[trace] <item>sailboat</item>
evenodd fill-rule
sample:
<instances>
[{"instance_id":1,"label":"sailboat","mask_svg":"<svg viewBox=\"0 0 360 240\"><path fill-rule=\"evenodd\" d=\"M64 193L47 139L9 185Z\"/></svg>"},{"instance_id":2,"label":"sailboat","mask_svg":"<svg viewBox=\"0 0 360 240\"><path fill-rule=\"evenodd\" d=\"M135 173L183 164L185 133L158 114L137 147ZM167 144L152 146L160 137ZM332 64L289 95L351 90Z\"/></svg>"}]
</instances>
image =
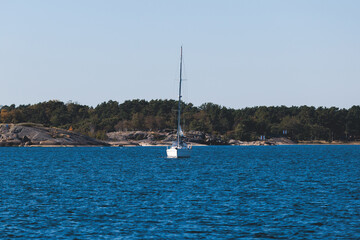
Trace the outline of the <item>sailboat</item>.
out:
<instances>
[{"instance_id":1,"label":"sailboat","mask_svg":"<svg viewBox=\"0 0 360 240\"><path fill-rule=\"evenodd\" d=\"M190 157L191 147L184 141L184 133L180 126L181 115L181 83L182 83L182 46L180 53L180 82L179 82L179 102L178 102L178 118L177 118L177 132L176 141L174 141L170 148L166 149L168 158L188 158Z\"/></svg>"}]
</instances>

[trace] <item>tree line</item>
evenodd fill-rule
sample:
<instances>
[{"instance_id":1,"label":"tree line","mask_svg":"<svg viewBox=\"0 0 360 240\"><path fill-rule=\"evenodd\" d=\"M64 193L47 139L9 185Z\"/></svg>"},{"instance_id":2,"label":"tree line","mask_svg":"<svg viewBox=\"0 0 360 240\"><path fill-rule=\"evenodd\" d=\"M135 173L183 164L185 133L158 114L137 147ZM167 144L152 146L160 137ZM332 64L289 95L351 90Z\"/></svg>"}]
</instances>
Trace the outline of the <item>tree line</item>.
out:
<instances>
[{"instance_id":1,"label":"tree line","mask_svg":"<svg viewBox=\"0 0 360 240\"><path fill-rule=\"evenodd\" d=\"M199 107L182 103L182 125L227 139L257 140L286 136L292 140L360 140L360 106L277 106L232 109L214 103ZM73 129L106 139L106 133L126 130L164 131L176 128L177 101L128 100L103 102L96 107L51 100L33 105L1 107L2 123L39 123Z\"/></svg>"}]
</instances>

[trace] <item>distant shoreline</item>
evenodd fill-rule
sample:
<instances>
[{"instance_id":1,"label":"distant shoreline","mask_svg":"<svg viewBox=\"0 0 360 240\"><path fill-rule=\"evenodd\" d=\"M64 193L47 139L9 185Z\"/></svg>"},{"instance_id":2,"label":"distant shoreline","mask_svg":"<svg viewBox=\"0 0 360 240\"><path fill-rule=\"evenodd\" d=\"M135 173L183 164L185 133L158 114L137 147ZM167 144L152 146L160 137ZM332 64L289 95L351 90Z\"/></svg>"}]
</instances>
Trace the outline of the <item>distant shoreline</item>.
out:
<instances>
[{"instance_id":1,"label":"distant shoreline","mask_svg":"<svg viewBox=\"0 0 360 240\"><path fill-rule=\"evenodd\" d=\"M168 147L171 144L123 144L123 145L29 145L29 146L2 146L2 147L34 147L34 148L77 148L77 147ZM189 145L193 147L211 147L211 146L243 146L243 147L252 147L252 146L358 146L360 142L351 142L351 143L295 143L295 144L279 144L279 145L254 145L254 144L242 144L242 145L205 145L205 144L192 144Z\"/></svg>"},{"instance_id":2,"label":"distant shoreline","mask_svg":"<svg viewBox=\"0 0 360 240\"><path fill-rule=\"evenodd\" d=\"M200 131L189 131L186 136L185 141L191 146L360 145L360 141L294 142L284 137L262 141L240 141L224 139L223 136ZM108 133L107 138L108 140L97 140L73 131L35 124L0 124L1 147L166 147L176 139L176 131L118 131Z\"/></svg>"},{"instance_id":3,"label":"distant shoreline","mask_svg":"<svg viewBox=\"0 0 360 240\"><path fill-rule=\"evenodd\" d=\"M153 143L148 143L148 142L114 142L114 141L107 141L107 143L111 146L111 147L167 147L170 146L171 143L163 143L163 142L153 142ZM190 146L194 146L194 147L206 147L206 146L326 146L326 145L360 145L360 142L356 141L356 142L347 142L347 143L339 143L339 142L333 142L333 143L319 143L319 142L300 142L300 143L282 143L282 144L267 144L266 142L261 143L260 141L251 141L251 142L246 142L246 143L242 143L242 144L221 144L221 145L207 145L207 144L199 144L199 143L192 143L189 142L188 145Z\"/></svg>"},{"instance_id":4,"label":"distant shoreline","mask_svg":"<svg viewBox=\"0 0 360 240\"><path fill-rule=\"evenodd\" d=\"M110 145L28 145L28 146L0 146L3 147L29 147L29 148L78 148L78 147L169 147L171 144L110 144ZM360 142L351 142L351 143L294 143L294 144L279 144L279 145L255 145L255 144L242 144L242 145L232 145L232 144L222 144L222 145L205 145L205 144L192 144L193 147L212 147L212 146L243 146L243 147L254 147L254 146L359 146Z\"/></svg>"}]
</instances>

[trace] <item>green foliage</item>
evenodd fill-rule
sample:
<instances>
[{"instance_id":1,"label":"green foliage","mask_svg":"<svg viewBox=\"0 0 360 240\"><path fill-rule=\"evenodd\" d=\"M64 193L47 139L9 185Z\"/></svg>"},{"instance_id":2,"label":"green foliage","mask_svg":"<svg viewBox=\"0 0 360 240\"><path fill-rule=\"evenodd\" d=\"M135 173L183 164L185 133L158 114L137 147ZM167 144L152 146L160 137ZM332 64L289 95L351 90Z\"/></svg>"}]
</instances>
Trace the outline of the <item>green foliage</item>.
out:
<instances>
[{"instance_id":1,"label":"green foliage","mask_svg":"<svg viewBox=\"0 0 360 240\"><path fill-rule=\"evenodd\" d=\"M350 109L301 107L226 108L214 103L182 103L182 125L225 138L256 140L285 136L293 140L359 140L360 106ZM41 124L69 129L98 139L118 130L175 129L177 101L135 99L103 102L96 107L57 100L34 105L3 106L0 122ZM287 134L283 134L286 130Z\"/></svg>"}]
</instances>

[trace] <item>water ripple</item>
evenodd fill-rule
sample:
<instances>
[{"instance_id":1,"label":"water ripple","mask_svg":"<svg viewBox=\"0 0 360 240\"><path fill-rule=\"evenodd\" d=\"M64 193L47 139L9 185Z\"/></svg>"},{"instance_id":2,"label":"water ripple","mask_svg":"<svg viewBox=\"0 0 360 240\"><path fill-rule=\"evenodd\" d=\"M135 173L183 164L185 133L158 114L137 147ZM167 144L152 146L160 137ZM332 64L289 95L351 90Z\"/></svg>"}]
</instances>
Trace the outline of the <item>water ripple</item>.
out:
<instances>
[{"instance_id":1,"label":"water ripple","mask_svg":"<svg viewBox=\"0 0 360 240\"><path fill-rule=\"evenodd\" d=\"M0 148L2 239L360 239L360 147Z\"/></svg>"}]
</instances>

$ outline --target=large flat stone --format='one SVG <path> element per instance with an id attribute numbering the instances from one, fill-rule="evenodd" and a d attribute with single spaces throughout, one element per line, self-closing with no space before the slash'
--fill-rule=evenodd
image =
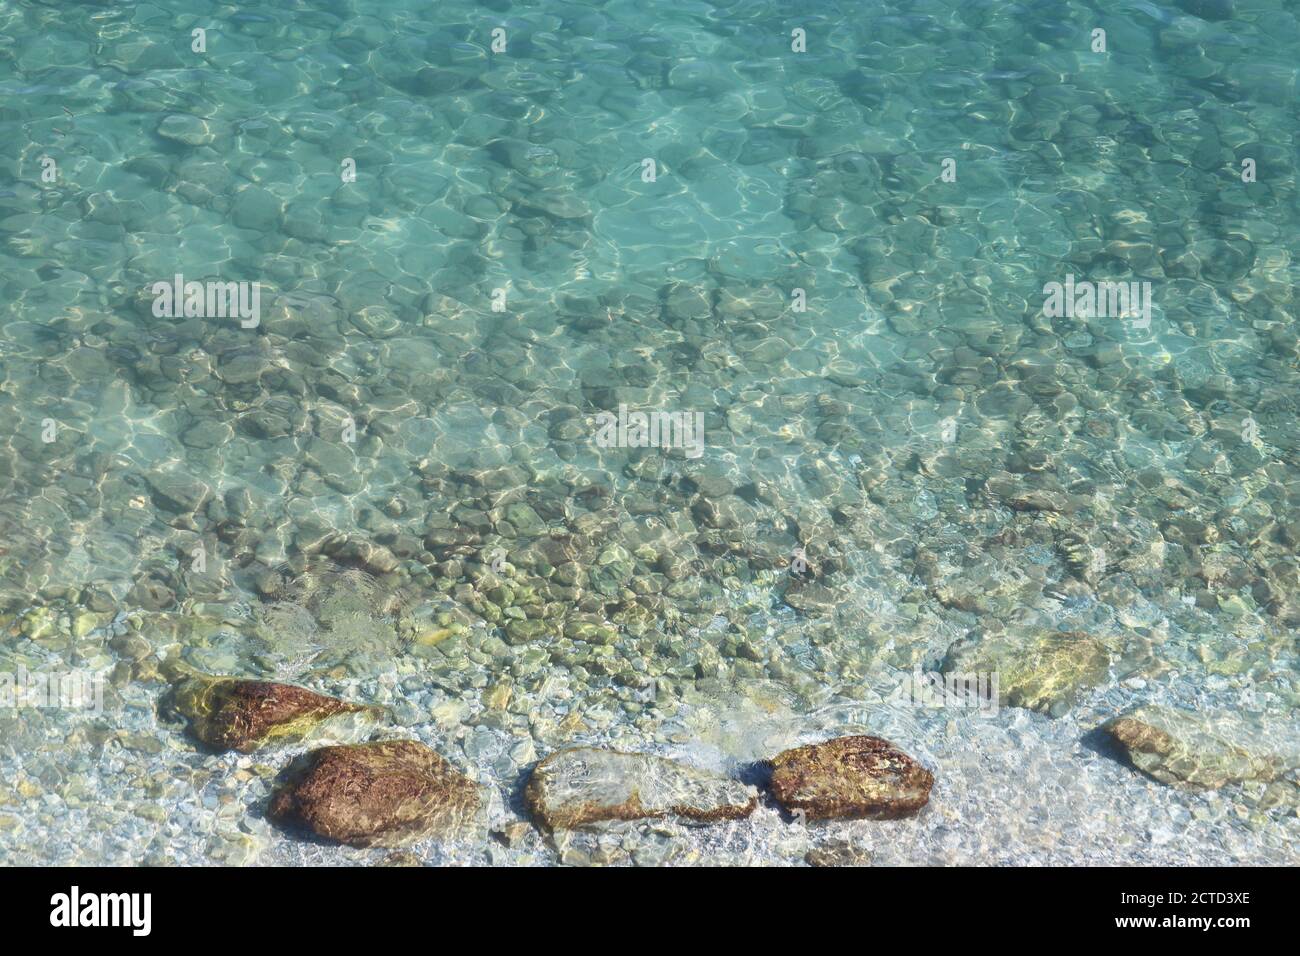
<path id="1" fill-rule="evenodd" d="M 1101 729 L 1138 770 L 1189 790 L 1271 782 L 1300 767 L 1300 727 L 1253 715 L 1138 707 Z"/>
<path id="2" fill-rule="evenodd" d="M 596 747 L 547 757 L 533 770 L 525 796 L 534 816 L 553 830 L 670 815 L 702 823 L 736 820 L 758 805 L 757 790 L 718 774 Z"/>

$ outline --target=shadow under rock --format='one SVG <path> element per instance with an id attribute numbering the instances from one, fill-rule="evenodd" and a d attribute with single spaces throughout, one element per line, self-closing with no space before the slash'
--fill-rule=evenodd
<path id="1" fill-rule="evenodd" d="M 1130 770 L 1137 770 L 1137 767 L 1134 766 L 1133 761 L 1129 758 L 1128 751 L 1121 747 L 1114 737 L 1106 733 L 1106 731 L 1102 730 L 1100 727 L 1090 730 L 1080 737 L 1079 743 L 1083 744 L 1083 746 L 1095 754 L 1114 760 L 1115 762 L 1128 767 Z"/>

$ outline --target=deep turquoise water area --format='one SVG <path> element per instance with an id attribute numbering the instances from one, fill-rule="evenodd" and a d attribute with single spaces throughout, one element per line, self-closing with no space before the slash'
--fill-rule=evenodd
<path id="1" fill-rule="evenodd" d="M 0 860 L 382 858 L 269 826 L 291 751 L 200 753 L 178 659 L 383 704 L 494 827 L 572 742 L 936 779 L 423 862 L 1297 862 L 1297 51 L 1283 0 L 0 5 L 0 665 L 107 684 L 0 710 Z M 899 694 L 963 668 L 995 714 Z"/>

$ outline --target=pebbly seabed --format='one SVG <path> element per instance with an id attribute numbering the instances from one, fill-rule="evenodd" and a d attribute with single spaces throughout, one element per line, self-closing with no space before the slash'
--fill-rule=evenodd
<path id="1" fill-rule="evenodd" d="M 0 862 L 1300 862 L 1298 45 L 1282 0 L 6 5 Z M 858 735 L 919 809 L 778 805 Z M 468 832 L 272 822 L 370 740 Z M 572 748 L 644 755 L 575 772 L 610 807 L 754 806 L 534 825 Z"/>

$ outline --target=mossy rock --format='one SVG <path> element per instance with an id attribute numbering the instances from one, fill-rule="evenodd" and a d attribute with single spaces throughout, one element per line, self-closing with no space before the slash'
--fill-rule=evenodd
<path id="1" fill-rule="evenodd" d="M 1060 717 L 1084 691 L 1106 679 L 1110 653 L 1101 641 L 1077 631 L 1027 638 L 999 634 L 958 642 L 940 670 L 946 675 L 996 675 L 1003 706 Z"/>
<path id="2" fill-rule="evenodd" d="M 270 818 L 336 843 L 397 847 L 482 824 L 479 785 L 414 740 L 322 747 L 286 777 Z"/>
<path id="3" fill-rule="evenodd" d="M 176 666 L 168 669 L 177 678 Z M 295 684 L 189 672 L 176 679 L 166 707 L 185 718 L 190 733 L 213 750 L 250 753 L 272 743 L 301 740 L 340 714 L 373 711 Z"/>
<path id="4" fill-rule="evenodd" d="M 808 820 L 890 820 L 930 800 L 934 775 L 888 740 L 836 737 L 772 760 L 772 795 Z"/>
<path id="5" fill-rule="evenodd" d="M 538 618 L 508 621 L 505 626 L 506 641 L 510 644 L 529 644 L 555 634 L 555 627 Z"/>

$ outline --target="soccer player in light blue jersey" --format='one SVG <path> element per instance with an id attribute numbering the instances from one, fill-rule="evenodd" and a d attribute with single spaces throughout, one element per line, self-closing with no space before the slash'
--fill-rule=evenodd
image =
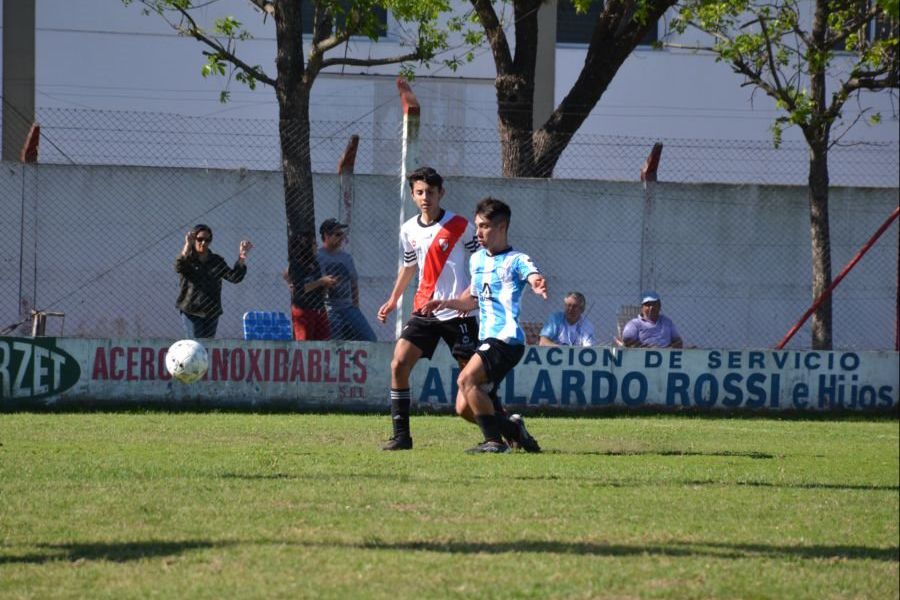
<path id="1" fill-rule="evenodd" d="M 484 442 L 470 453 L 507 452 L 503 438 L 526 451 L 540 452 L 537 441 L 525 429 L 519 415 L 498 414 L 490 394 L 525 354 L 525 332 L 519 325 L 519 307 L 526 284 L 547 299 L 547 282 L 531 258 L 514 250 L 507 240 L 510 208 L 495 198 L 485 198 L 475 209 L 475 234 L 482 248 L 469 261 L 472 275 L 467 294 L 449 300 L 432 300 L 427 310 L 479 309 L 480 343 L 475 355 L 459 374 L 456 412 L 481 428 Z"/>

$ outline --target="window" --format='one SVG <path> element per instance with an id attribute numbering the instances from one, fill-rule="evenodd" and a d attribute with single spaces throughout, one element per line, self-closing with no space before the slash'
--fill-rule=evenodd
<path id="1" fill-rule="evenodd" d="M 872 19 L 869 27 L 869 41 L 887 40 L 892 37 L 900 36 L 900 23 L 884 12 L 879 13 Z"/>
<path id="2" fill-rule="evenodd" d="M 603 12 L 603 2 L 591 4 L 585 14 L 578 14 L 570 0 L 558 0 L 556 4 L 556 41 L 563 44 L 588 44 L 594 23 Z"/>
<path id="3" fill-rule="evenodd" d="M 558 0 L 556 5 L 556 41 L 561 44 L 589 44 L 591 34 L 597 18 L 603 12 L 603 1 L 597 0 L 591 4 L 588 11 L 579 14 L 571 0 Z M 642 46 L 652 44 L 657 40 L 656 26 L 650 28 Z"/>
<path id="4" fill-rule="evenodd" d="M 341 4 L 349 6 L 350 2 L 342 2 Z M 301 2 L 300 11 L 303 18 L 303 33 L 312 34 L 313 15 L 315 14 L 315 9 L 316 7 L 312 2 Z M 381 35 L 383 36 L 387 32 L 387 10 L 385 10 L 384 7 L 381 6 L 374 6 L 371 10 L 373 13 L 375 13 L 375 16 L 381 23 Z"/>

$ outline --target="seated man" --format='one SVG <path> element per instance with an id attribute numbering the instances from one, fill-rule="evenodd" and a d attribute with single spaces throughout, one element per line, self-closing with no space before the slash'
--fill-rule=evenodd
<path id="1" fill-rule="evenodd" d="M 594 326 L 584 317 L 587 300 L 581 292 L 569 292 L 565 310 L 550 315 L 541 329 L 541 346 L 593 346 Z"/>
<path id="2" fill-rule="evenodd" d="M 628 348 L 682 348 L 681 334 L 669 317 L 660 314 L 662 302 L 656 292 L 644 292 L 641 314 L 630 320 L 616 340 Z"/>

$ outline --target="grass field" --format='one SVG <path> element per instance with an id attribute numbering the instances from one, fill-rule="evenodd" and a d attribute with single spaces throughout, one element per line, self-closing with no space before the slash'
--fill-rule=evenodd
<path id="1" fill-rule="evenodd" d="M 0 415 L 3 598 L 897 598 L 900 424 Z"/>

+ + + + +

_PROBLEM TO WORK ON_
Working down the entries above, count each line in which "rock" occurs, and state only the resulting number.

_TASK OUTPUT_
2